• _COMPLETE THE FOLLOWING_
A: Which 2008 ruling does the Second Amendment passage cite for the Supreme Court's rejection of the view that only 18th-century arms are protected?
B: Please write the next part of the Second Amendment passage, picking up after its final sentence.
== TEXT SEGMENT
The 2nd Amendment didn’t take into account assault weapons . . . . ”

—DEEPAK CHOPRA
,
December 21, 2012

“[T]hey always hide behind the Second Amendment. They’re fabulous at doing that. But
the Second Amendment does not give you the right to bear any kind of arm. And technology has changed. And, of course, the design has changed. The proficiency of the manufacturing has changed.”

—ED SCHULTZ
,
December 19, 2012

This is a pretty popular argument that’s made all the time by those who really want to click their heels together three times and pretend that the Founders were imbeciles who had no clue that technology would ever advance. Fortunately, it’s also an argument that’s been roundly rejected by a little group called the United States Supreme Court.

In the landmark 2008 ruling
District of Columbia v. Heller,
the Court observed:

Some have made the argument, bordering on the frivolous, that only those arms in existence in the 18th century are protected by the Second Amendment. We do not interpret constitutional rights that way. Just as the First Amendment protects modern forms of communications, e.g., Reno v. American Civil Liberties Union, 521 U. S. 844, 849 (1997), and the Fourth Amendment applies to modern forms of search, e.g., Kyllo v. United States, 533 U. S. 27, 35–36 (2001),
the Second Amendment extends, prima facie, to all instruments that constitute bearable arms, even those that were not in existence at the time of the founding.
(emphasis added)

That is such a clear and resounding quote that it’s probably counterproductive to even attempt to add to it, but there are a few other things that the mayor, Deepak, and Ed would be wise to understand.

It is true that the people who wrote and ratified the Second
Amendment did not specifically intend to protect the AR-15 or other modern-day weapons. It’s also true that there was no specific intent in the First Amendment to protect the right to say whatever you want on the Internet or to broadcast ridiculous opinions on MSNBC. And when our Founders wrote the Fourth Amendment they had no idea that they’d someday be protecting the right to talk privately on a cell phone (although whether or not the government is actually respecting that right is for another book).
====
== SUPPLIED ENTRIES
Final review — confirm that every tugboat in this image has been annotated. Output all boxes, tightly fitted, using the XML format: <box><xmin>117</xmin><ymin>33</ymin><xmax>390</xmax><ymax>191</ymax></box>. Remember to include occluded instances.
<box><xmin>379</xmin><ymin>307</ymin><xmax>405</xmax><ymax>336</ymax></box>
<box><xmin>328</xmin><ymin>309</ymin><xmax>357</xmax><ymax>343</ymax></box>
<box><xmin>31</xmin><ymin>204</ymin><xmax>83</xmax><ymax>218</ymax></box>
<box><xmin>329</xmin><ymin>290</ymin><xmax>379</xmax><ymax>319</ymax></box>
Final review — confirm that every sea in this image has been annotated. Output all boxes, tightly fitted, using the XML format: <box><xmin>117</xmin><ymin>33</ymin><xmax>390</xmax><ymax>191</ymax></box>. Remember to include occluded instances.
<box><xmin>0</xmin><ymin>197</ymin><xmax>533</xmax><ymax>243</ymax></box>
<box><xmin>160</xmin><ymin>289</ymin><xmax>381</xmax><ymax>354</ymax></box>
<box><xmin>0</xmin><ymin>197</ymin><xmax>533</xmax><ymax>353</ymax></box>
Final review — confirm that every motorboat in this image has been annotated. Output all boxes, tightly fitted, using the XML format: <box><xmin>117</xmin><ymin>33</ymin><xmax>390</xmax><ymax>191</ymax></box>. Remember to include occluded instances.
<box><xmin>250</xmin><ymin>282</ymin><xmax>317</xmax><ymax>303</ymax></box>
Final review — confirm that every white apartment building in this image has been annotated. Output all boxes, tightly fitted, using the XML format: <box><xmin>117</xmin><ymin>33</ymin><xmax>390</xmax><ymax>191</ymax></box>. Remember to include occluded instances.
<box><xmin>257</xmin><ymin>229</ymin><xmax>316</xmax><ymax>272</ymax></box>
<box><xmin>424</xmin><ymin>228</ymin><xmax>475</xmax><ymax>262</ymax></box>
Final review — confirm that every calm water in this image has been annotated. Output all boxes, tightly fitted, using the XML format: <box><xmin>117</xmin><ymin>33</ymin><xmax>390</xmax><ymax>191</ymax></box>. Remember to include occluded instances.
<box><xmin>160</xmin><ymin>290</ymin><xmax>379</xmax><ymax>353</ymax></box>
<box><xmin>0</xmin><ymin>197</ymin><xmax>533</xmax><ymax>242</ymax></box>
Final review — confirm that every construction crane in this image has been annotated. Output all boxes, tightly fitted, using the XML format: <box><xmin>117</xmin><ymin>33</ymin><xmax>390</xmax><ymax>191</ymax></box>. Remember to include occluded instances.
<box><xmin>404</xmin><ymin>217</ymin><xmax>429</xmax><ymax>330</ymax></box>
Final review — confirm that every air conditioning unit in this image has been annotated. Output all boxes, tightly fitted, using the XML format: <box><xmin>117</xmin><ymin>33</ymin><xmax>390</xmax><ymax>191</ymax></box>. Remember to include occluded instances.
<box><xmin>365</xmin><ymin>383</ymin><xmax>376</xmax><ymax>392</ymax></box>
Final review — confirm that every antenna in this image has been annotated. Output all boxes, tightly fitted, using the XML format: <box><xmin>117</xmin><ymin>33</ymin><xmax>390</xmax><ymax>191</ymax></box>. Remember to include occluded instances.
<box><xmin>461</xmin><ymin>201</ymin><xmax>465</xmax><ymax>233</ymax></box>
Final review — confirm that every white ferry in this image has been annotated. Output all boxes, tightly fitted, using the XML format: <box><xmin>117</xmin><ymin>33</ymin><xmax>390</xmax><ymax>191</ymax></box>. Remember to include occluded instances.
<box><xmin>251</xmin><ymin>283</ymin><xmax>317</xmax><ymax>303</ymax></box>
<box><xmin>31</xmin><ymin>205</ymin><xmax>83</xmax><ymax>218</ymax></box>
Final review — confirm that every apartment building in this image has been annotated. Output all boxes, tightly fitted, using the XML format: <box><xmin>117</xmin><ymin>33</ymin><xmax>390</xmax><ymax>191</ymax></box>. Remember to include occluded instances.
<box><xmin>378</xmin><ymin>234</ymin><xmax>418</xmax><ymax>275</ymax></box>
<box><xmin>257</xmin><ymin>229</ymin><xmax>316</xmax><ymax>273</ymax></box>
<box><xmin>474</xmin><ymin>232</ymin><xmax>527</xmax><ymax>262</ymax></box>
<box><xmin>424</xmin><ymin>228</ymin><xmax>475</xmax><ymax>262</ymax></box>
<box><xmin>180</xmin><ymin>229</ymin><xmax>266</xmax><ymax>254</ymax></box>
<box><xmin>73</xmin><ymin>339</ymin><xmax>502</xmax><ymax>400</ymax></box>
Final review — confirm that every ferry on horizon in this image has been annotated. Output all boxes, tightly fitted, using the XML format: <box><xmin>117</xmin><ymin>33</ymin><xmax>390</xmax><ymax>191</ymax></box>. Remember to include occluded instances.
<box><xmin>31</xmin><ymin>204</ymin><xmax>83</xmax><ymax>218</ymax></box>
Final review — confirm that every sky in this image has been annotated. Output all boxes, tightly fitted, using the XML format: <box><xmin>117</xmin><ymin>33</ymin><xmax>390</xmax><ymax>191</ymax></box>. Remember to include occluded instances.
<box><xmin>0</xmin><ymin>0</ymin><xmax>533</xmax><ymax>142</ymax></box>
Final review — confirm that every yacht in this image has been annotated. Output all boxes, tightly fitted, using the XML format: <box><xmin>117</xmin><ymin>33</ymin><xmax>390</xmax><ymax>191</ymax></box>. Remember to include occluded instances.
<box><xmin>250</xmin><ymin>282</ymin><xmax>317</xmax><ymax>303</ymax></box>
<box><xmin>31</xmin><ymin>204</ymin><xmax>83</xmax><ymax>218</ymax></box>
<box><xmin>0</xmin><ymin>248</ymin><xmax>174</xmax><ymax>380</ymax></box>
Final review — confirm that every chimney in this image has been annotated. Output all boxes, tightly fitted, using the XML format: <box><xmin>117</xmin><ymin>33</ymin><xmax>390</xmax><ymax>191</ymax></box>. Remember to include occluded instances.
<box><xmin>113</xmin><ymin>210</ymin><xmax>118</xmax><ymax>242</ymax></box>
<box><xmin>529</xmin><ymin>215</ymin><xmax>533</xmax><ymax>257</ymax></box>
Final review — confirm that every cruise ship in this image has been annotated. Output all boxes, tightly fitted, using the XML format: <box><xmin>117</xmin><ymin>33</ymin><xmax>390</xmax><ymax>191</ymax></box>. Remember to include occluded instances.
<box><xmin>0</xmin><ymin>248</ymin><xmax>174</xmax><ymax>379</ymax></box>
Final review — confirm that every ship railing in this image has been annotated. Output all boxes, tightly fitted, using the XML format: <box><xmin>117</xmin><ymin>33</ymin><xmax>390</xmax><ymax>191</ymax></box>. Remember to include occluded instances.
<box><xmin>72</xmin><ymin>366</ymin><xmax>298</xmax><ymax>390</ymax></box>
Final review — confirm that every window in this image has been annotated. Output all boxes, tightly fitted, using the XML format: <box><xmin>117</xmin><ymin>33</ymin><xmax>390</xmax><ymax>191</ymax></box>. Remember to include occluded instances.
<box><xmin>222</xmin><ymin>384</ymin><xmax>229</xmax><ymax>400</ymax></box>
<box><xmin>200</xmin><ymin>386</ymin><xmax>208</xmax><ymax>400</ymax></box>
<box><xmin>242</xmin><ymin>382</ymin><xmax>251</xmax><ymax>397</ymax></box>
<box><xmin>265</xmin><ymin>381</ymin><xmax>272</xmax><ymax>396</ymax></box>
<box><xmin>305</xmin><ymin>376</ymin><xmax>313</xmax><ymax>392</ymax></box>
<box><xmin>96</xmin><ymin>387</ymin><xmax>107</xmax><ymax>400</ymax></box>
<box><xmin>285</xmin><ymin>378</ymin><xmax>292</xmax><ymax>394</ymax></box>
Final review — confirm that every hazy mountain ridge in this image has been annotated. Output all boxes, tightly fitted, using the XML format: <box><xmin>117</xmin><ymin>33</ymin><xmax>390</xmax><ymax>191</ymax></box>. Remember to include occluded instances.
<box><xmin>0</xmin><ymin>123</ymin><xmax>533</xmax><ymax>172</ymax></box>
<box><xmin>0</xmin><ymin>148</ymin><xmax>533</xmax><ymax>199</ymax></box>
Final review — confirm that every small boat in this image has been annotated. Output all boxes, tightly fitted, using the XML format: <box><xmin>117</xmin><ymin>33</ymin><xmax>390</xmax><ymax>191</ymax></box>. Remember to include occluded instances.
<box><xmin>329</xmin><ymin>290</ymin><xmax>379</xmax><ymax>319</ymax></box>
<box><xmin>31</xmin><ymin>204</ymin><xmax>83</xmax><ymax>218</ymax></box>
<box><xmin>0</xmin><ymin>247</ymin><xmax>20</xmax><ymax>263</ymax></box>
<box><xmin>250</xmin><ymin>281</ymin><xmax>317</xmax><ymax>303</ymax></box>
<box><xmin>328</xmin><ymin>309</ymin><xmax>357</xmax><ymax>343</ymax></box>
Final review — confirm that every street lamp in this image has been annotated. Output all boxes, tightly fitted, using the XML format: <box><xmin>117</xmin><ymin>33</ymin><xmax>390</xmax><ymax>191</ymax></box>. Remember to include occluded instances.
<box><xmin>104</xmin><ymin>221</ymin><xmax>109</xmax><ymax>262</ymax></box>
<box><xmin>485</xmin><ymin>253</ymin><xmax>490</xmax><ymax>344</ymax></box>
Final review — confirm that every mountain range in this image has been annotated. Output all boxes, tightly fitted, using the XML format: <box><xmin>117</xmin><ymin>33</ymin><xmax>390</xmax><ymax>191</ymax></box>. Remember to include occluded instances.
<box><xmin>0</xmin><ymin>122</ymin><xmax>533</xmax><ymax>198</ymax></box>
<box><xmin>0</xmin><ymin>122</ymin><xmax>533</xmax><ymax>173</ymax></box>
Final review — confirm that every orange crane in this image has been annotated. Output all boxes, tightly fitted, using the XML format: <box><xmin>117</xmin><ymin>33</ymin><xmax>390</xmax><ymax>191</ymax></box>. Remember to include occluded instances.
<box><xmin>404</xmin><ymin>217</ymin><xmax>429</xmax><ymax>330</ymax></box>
====
• _SET OF ANSWERS_
A: District of Columbia v. Heller

B:
Anyone who claims that weapons like semi-automatics are so modern and unique that the Second Amendment does not apply to them would also have to believe that the First Amendment protects only writing done with quill pens on parchment paper, since those were the norm back then. How could we expect the Founders to have ever imagined the world we live in today?

We couldn’t—but there is a good reason why the Second Amendment was not written to say “the right of the people to keep and bear muskets, flintlock pistols, and swords”—the types of weapons that were common in 1791. The Founders, far from being the idiots the media paints them to be, knew that technology would evolve. That’s why they wrote the amendment to protect “arms” as a class and it’s why the Constitution as a whole defines a relationship between individuals and the government that is applied across time—no matter what technology eventually brings us.

Let’s go back to the First Amendment to illustrate what might happen if we were to take the Bloomberg/Chopra/Schultz view. At the time this amendment was written,
a skilled printer could produce 250 sheets in two hours. Today, a modern newspaper printing press can
produce 70,000 copies of an entire newspaper in an hour. And, with digital publishing, a newspaper article can be read globally within minutes after it is written.

One consequence of this technological evolution is that an irresponsible media can cause far more harm today than it could in 1791. For example, in 2005,
Newsweek
published a story claiming that American personnel at Guantánamo Bay had desecrated Korans belonging to prisoners there. The magazine eventually retracted the story, but it had already spread worldwide, setting off riots in six countries
and resulting in the deaths of at least seventeen people.

Had
Newsweek
been using eighteenth-century printing presses, the false story would have been read by several thousand people confined to a small geographic area. It would have been months—if ever—before the
Newsweek
issue with the false story was read by anyone in Pakistan or Afghanistan.

This is the same basis upon which the Bloomberg/Chopra/Schultzes of the world argue that we should ban innovations in the firearm industry, like semi-automatic rifles and large-capacity magazines.
Look at the damage they can inflict!
these people argue. But that point of view is held only by people who have no respect for the Second Amendment and its key role in preserving freedom. After all, if you believe in the Second Amendment as strongly as you believe in the First, then these kind of innovations aren’t dangerous—they’re necessary. A mass printing press or a racist Internet blog in the hands of a madman can inflict serious harm on society; but banning either of those things inflicts much more.

Those who believe that freedom of the press is a basic tenet of a free society look at things differently. Instead of opposing any change that makes the press more “lethal,” they embrace it.
More speech, not less.
That is common sense to most progressives—yet they can’t seem to bring themselves to apply that same standard to the very next amendment.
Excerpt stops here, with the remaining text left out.